* _Istruzioni_
1: Riporta senza modifiche la parte del commento sulla chiamata di Levi che si apre con le parole contenenti "L’immagine di Levi" e si chiude con "di quanto aveva.".
2: Prosegui il commento sulla chiamata di Levi a partire dalla sua ultima frase.

* _Brano fornito_
Nei brani precedenti Gesù sta compiendo gesti di guarigione e nel frattempo sta chiamando i suoi discepoli a seguirlo. Le due azioni non sono distinte. Anche la chiamata dei discepoli può essere inserita nel disegno di salvezza che Gesù è venuto a portare a compimento. Oggi si parla della chiamata di Levi. È un racconto di sequela molto essenziale che riproduce tutte le azioni fondamentali della chiamata: vi è l’iniziativa di Gesù (lo vide), l’imperativo del seguire e la prontezza di lasciare tutto da parte di Levi.
L’immagine di Levi che si alza dal tavolo delle imposte ricorda la guarigione del lebbroso che viene narrata poche righe prima. Nei due casi la risposta a Gesù è repentina e il nuovo stato di entrambi procura loro molta gioia, proprio come la donna che, perduta e, poi, ritrovata la moneta, chiama le amiche per far festa (cf. Lc 15,8); o come il contadino che, trovata la perla preziosa nel campo, va e vende tutto quello che ha perché quello che ha trovato è ben più prezioso di quanto aveva.

* _Dati raccolti_
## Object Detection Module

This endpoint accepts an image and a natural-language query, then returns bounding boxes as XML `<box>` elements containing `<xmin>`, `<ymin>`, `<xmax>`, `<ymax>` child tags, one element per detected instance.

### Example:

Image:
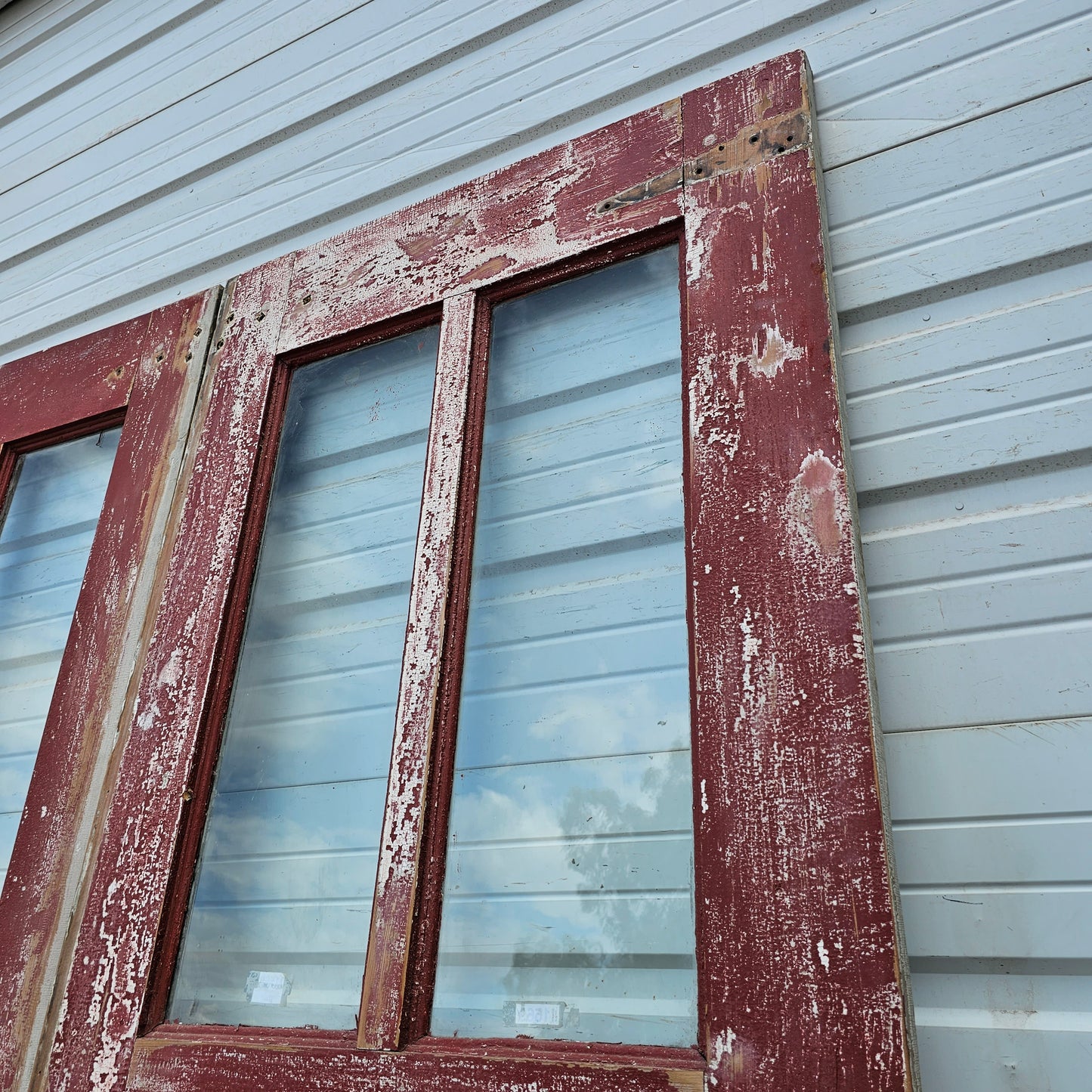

* _Risposte_
1:
L’immagine di Levi che si alza dal tavolo delle imposte ricorda la guarigione del lebbroso che viene narrata poche righe prima. Nei due casi la risposta a Gesù è repentina e il nuovo stato di entrambi procura loro molta gioia, proprio come la donna che, perduta e, poi, ritrovata la moneta, chiama le amiche per far festa (cf. Lc 15,8); o come il contadino che, trovata la perla preziosa nel campo, va e vende tutto quello che ha perché quello che ha trovato è ben più prezioso di quanto aveva.

2:
Dopo la chiamata di Levi il brano prosegue con l’invito a partecipare al banchetto che Levi rivolge a Gesù. Levi dopo aver acconsentito con libertà alla chiamata di Gesù non si limita solo a mettersi alla sua sequela, ma compie un cambiamento radicale della propria esistenza. Egli abbandona quanto per lui era una sicurezza per seguire colui che lo vede. Nel brano non c’è nessuna promessa da parte di Gesù verso Levi, ma è possibile che il suo sguardo – che riconosce in lui una persona per quello che è e soprattutto per quello che può essere – spinga Levi a lasciare tutto e a seguirlo.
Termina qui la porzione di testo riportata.